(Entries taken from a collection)
──────────

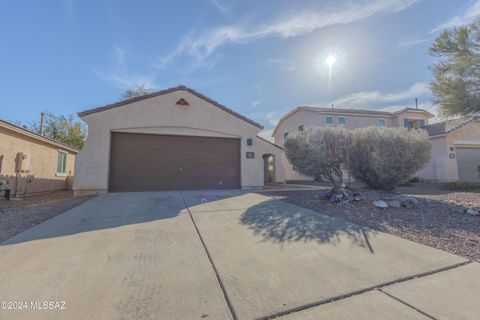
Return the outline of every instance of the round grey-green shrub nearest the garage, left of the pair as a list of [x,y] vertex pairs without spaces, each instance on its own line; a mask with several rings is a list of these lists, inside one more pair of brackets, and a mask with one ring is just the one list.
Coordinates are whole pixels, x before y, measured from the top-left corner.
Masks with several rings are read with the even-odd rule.
[[285,141],[285,153],[293,168],[315,180],[343,183],[352,132],[341,127],[310,128]]

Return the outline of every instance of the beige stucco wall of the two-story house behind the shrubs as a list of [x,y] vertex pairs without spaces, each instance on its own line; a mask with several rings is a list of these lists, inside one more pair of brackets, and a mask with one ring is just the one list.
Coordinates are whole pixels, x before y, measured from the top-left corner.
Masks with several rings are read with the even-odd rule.
[[[337,109],[338,110],[338,109]],[[304,129],[308,127],[324,127],[327,126],[326,117],[333,117],[333,126],[338,126],[338,118],[345,118],[345,128],[348,129],[357,129],[370,126],[377,126],[378,120],[385,120],[386,127],[403,127],[404,119],[423,119],[425,124],[428,123],[428,116],[423,112],[417,111],[404,111],[396,115],[391,116],[379,116],[379,115],[351,115],[348,113],[345,114],[328,114],[300,109],[297,112],[292,113],[288,118],[284,119],[276,128],[274,134],[274,141],[279,146],[283,146],[285,142],[284,134],[288,132],[289,135],[296,134],[299,132],[298,127],[300,125],[304,126]],[[285,180],[311,180],[311,178],[301,175],[300,173],[293,170],[292,165],[287,160],[285,155],[282,156],[282,164],[285,168]]]

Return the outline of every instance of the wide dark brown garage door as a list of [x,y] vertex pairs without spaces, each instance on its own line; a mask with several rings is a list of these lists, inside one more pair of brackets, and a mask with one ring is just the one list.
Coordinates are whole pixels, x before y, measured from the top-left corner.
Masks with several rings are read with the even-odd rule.
[[240,188],[240,140],[112,133],[110,191]]

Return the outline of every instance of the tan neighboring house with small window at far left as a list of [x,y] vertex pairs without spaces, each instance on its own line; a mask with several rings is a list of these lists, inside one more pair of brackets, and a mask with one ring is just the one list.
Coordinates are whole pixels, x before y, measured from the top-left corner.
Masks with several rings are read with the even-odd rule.
[[24,197],[72,187],[78,150],[0,120],[0,180]]

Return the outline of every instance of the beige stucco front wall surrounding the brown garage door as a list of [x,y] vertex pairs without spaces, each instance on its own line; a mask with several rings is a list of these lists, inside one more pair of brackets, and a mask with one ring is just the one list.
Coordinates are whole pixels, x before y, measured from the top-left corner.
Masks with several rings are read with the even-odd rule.
[[[176,105],[181,98],[187,100],[189,106]],[[240,138],[242,188],[263,186],[261,155],[271,150],[256,137],[261,129],[187,91],[174,91],[82,119],[88,124],[88,138],[76,160],[73,184],[76,194],[108,190],[112,131]],[[252,146],[247,146],[248,138],[254,140]],[[255,152],[255,158],[246,159],[247,151]]]

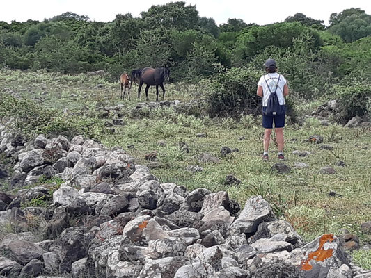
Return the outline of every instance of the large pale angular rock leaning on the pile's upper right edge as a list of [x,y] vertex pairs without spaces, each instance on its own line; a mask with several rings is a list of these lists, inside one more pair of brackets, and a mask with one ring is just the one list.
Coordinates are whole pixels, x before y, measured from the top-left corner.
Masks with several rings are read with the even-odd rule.
[[244,209],[230,229],[237,234],[255,233],[260,223],[271,220],[271,218],[273,218],[273,212],[268,202],[261,196],[253,196],[248,199]]

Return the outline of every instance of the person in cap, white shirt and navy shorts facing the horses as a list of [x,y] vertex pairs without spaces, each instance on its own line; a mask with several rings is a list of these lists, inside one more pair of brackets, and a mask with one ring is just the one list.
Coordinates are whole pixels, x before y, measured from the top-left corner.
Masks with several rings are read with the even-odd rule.
[[[269,58],[265,61],[265,71],[267,74],[260,77],[258,82],[257,95],[262,97],[262,126],[265,128],[264,132],[264,152],[262,159],[267,161],[269,142],[271,140],[271,131],[273,129],[276,132],[276,140],[278,145],[278,159],[285,160],[283,155],[283,127],[285,127],[285,97],[289,94],[289,88],[287,86],[287,81],[282,74],[277,73],[277,65],[274,59]],[[269,97],[271,94],[276,92],[276,97],[281,107],[282,113],[277,113],[277,115],[267,115],[267,104],[269,102]]]

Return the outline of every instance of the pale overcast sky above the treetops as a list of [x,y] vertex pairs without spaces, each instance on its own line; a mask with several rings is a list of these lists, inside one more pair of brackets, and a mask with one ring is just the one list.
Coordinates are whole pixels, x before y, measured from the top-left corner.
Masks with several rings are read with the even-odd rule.
[[[0,21],[26,21],[43,19],[72,12],[87,15],[91,20],[110,22],[116,14],[132,13],[138,17],[150,6],[169,3],[168,0],[0,0]],[[328,24],[331,13],[340,13],[346,8],[361,8],[371,14],[369,0],[191,0],[203,17],[214,18],[216,24],[228,18],[241,18],[246,23],[259,25],[283,22],[286,17],[303,13],[307,17],[324,20]]]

──────────

Your response should contain each line of the entries above that holds the string "beige".

Answer to the problem ::
Return the outline of every instance of the beige stucco wall of the two-story house behind the shrubs as a list of [x,y] vertex pairs without spaces, each instance on its own line; a mask with several rings is a list of these lists, inside one more pair of brackets, and a mask with one ring is just the one list.
Return the outline of every instance of the beige stucco front wall surrounding the brown garage door as a list of [x,y] vertex pairs without spaces, each instance on its own line; a mask with several rings is a list of these lists, inside one more pair of brackets, and a mask with one ring is just the one list.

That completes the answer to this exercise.